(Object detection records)
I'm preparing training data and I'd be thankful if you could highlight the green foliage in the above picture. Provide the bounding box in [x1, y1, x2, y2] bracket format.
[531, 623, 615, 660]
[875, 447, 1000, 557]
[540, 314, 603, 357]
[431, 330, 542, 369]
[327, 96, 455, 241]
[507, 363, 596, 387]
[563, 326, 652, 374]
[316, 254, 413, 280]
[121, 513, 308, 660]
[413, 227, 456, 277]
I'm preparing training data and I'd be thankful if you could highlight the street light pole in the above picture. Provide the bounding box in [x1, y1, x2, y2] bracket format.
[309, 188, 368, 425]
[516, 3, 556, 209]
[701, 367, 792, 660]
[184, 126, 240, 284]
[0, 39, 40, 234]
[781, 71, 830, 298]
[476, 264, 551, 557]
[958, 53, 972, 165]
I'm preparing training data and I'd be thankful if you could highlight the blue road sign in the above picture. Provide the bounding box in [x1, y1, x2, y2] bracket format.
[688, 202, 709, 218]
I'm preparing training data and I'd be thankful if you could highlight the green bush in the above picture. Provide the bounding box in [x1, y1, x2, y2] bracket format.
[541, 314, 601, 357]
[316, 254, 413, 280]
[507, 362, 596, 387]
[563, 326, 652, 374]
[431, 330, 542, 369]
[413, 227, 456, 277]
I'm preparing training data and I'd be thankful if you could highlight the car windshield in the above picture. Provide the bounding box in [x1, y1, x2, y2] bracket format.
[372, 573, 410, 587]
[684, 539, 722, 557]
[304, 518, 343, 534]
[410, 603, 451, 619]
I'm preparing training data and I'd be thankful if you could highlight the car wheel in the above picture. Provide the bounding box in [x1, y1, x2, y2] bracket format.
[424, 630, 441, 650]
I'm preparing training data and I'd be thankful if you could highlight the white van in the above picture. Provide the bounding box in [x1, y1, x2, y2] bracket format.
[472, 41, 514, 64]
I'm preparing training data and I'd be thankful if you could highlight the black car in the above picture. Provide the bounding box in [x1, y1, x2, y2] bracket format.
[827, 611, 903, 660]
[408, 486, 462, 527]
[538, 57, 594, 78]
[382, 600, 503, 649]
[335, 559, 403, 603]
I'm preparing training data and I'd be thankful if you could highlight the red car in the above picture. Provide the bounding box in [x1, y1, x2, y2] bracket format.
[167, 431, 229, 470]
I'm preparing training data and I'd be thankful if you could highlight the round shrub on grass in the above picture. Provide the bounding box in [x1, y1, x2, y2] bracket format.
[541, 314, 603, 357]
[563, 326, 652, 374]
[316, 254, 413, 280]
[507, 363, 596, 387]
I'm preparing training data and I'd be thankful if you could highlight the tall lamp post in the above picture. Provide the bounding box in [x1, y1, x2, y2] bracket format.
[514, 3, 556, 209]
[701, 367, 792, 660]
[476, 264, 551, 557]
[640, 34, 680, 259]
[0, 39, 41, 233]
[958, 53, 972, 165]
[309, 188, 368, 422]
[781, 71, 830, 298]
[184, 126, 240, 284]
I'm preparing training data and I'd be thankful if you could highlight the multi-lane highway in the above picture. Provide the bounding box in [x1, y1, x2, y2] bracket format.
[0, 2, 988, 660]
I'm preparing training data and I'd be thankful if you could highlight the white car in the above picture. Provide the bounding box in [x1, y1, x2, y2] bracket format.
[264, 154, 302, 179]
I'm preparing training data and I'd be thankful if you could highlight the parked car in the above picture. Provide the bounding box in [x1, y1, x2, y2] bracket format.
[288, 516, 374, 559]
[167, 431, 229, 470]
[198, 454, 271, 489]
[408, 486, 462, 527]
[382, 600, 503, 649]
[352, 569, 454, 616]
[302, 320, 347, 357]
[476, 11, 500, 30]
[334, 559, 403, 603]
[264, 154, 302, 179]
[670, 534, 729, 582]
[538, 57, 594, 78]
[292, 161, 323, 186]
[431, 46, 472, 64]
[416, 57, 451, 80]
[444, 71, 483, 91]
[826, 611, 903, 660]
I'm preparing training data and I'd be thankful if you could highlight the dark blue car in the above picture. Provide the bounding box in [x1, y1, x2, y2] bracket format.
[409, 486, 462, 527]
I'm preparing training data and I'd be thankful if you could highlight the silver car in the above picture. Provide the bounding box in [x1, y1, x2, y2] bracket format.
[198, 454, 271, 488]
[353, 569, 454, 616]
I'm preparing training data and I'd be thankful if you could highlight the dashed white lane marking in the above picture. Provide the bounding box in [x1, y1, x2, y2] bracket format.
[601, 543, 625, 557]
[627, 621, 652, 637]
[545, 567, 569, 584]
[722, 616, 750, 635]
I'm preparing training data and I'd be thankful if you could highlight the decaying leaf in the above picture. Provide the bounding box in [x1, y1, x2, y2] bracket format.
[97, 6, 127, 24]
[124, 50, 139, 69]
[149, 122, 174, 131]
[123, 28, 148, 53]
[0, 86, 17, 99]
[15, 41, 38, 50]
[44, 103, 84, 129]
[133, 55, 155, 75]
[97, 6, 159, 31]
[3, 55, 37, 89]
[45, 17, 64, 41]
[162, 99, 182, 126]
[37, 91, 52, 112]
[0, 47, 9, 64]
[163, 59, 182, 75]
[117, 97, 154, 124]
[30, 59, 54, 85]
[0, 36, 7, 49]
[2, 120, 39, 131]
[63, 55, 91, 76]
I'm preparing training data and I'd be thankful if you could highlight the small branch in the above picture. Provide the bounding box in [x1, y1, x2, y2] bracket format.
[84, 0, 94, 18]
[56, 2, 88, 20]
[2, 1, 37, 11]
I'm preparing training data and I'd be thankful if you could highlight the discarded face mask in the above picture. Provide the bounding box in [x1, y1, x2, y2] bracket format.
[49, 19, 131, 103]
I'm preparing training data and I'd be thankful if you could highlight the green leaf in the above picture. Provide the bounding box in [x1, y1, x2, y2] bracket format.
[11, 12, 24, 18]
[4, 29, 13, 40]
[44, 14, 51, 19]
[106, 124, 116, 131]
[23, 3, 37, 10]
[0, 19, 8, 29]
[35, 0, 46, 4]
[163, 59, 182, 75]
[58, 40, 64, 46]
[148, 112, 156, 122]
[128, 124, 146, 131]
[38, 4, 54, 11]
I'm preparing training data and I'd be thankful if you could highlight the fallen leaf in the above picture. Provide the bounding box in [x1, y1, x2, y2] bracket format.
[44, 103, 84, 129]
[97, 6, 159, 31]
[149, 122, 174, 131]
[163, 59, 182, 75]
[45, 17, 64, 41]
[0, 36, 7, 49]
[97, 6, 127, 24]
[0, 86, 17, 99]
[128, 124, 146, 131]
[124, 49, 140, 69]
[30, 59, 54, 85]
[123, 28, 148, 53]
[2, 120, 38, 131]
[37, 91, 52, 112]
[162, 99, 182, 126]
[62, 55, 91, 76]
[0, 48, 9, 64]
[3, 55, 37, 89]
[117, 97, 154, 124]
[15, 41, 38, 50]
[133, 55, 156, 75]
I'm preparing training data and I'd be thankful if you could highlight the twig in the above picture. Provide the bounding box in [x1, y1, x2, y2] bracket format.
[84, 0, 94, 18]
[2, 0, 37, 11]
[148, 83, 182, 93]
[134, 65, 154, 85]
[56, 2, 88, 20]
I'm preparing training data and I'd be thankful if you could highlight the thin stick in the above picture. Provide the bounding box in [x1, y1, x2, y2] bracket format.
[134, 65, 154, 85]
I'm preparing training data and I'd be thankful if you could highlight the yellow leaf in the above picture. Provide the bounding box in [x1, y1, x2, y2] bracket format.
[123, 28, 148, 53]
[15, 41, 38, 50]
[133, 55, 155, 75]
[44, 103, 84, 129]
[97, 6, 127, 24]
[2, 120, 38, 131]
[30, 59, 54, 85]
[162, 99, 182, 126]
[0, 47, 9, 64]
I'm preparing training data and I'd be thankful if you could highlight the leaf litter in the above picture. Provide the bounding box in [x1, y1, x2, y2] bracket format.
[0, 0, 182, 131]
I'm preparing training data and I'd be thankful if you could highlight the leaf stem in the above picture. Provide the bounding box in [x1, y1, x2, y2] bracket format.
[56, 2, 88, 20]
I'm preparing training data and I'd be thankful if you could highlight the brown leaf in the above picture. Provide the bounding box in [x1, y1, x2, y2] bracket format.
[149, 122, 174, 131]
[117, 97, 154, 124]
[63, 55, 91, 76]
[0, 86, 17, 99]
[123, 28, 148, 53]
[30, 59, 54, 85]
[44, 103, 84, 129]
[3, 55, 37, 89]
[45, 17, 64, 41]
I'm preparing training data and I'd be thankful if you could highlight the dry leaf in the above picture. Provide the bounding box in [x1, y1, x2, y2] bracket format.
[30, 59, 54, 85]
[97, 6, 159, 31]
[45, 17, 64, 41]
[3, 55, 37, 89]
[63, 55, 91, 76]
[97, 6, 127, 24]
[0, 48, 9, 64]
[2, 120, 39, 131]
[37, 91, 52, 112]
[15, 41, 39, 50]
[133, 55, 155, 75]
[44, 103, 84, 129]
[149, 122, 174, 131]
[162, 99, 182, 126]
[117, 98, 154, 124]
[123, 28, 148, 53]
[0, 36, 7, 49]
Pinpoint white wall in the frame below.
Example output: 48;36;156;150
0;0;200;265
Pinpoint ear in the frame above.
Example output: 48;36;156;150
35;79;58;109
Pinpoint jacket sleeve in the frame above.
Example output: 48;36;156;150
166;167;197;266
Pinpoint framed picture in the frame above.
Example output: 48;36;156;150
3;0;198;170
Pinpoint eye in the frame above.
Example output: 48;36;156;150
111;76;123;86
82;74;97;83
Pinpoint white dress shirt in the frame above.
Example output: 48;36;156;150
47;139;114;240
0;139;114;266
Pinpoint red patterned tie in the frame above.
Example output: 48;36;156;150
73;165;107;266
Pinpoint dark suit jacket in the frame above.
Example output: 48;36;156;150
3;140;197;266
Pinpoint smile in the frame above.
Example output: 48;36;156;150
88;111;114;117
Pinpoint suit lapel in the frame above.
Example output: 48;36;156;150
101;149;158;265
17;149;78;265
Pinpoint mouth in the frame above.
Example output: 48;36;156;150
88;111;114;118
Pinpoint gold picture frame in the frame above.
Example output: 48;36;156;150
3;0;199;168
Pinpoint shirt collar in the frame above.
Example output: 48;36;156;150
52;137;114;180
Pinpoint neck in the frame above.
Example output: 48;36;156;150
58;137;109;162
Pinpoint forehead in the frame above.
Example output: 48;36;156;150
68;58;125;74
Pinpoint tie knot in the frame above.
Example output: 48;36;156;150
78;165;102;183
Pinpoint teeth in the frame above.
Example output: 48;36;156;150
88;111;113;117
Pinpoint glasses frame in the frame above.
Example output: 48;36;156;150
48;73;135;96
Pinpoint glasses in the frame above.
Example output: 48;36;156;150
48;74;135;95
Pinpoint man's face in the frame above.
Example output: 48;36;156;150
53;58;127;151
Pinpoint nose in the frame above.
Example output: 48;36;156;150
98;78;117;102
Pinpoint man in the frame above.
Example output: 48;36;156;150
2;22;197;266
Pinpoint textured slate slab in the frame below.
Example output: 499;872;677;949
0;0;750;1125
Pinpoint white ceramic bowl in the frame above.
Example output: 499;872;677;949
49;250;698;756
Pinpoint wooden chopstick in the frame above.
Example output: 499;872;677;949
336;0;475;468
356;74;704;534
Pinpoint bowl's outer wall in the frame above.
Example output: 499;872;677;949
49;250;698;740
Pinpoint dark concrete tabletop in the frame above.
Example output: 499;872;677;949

**What you are asked to do**
Output the lines from the one containing "Pinpoint man in the frame above." through the last line, copied exactly.

**Full solution**
Pinpoint man in the frame above.
Example output: 48;36;156;150
2;22;197;266
Pinpoint textured slate slab in the frame below.
Example output: 499;872;677;949
0;0;750;1125
Pinpoint white ceramic bowl in the frame above.
Example output: 499;872;677;949
49;250;698;756
Pinpoint wooden chopstick in the frame above.
Example output: 499;872;677;949
336;0;475;468
356;74;704;534
Pinpoint bowl's outer wall in the frame above.
Example output: 499;872;677;949
49;250;698;740
Pinpoint dark concrete tabletop in the frame above.
Example output: 499;872;677;949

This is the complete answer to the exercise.